EXERCISE TASK: Lay out every line of the records below as a Markdown table with the columns "Row" and "Line", numbering the rows and skipping any blank lines. Leave the pictures out of your table.

DATASET EXTRACT:

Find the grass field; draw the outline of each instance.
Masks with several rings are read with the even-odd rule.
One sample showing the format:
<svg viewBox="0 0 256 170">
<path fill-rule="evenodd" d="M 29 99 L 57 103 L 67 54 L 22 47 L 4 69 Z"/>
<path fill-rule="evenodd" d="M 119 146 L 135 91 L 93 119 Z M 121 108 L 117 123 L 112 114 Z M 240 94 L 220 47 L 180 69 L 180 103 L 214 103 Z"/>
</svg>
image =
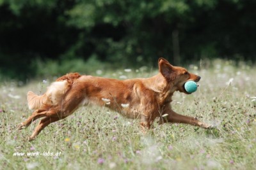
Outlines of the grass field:
<svg viewBox="0 0 256 170">
<path fill-rule="evenodd" d="M 156 122 L 144 134 L 138 120 L 91 106 L 51 124 L 28 142 L 38 121 L 17 131 L 31 113 L 26 92 L 42 94 L 53 79 L 21 87 L 1 82 L 0 169 L 255 169 L 255 67 L 223 60 L 212 66 L 191 66 L 189 70 L 202 77 L 200 87 L 192 95 L 176 92 L 172 104 L 177 113 L 216 125 L 214 130 Z M 130 78 L 157 73 L 121 71 L 94 74 Z"/>
</svg>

FULL RESPONSE:
| Row | Line |
|---|---|
| 1 | Find the grass field; draw the outline of each instance. |
| 2 | Masks with several rings are read with the even-odd rule. |
| 3 | One sample showing the format: |
| 4 | <svg viewBox="0 0 256 170"> |
| 5 | <path fill-rule="evenodd" d="M 29 99 L 57 103 L 67 54 L 22 47 L 4 69 Z"/> |
| 6 | <path fill-rule="evenodd" d="M 119 146 L 135 91 L 93 119 Z M 121 108 L 117 123 L 112 114 Z M 240 94 L 220 47 L 180 69 L 180 103 L 214 103 Z"/> |
| 7 | </svg> |
| 8 | image = |
| 9 | Outlines of the grass field: |
| 10 | <svg viewBox="0 0 256 170"> |
| 11 | <path fill-rule="evenodd" d="M 156 122 L 144 134 L 138 120 L 91 106 L 51 124 L 28 142 L 38 121 L 17 131 L 31 113 L 26 92 L 42 94 L 53 79 L 21 87 L 1 82 L 0 169 L 255 169 L 255 67 L 223 60 L 212 66 L 191 66 L 189 70 L 202 77 L 200 87 L 192 95 L 176 92 L 172 104 L 177 113 L 216 125 L 214 130 Z M 130 78 L 157 73 L 121 71 L 94 74 Z"/> |
| 12 | </svg> |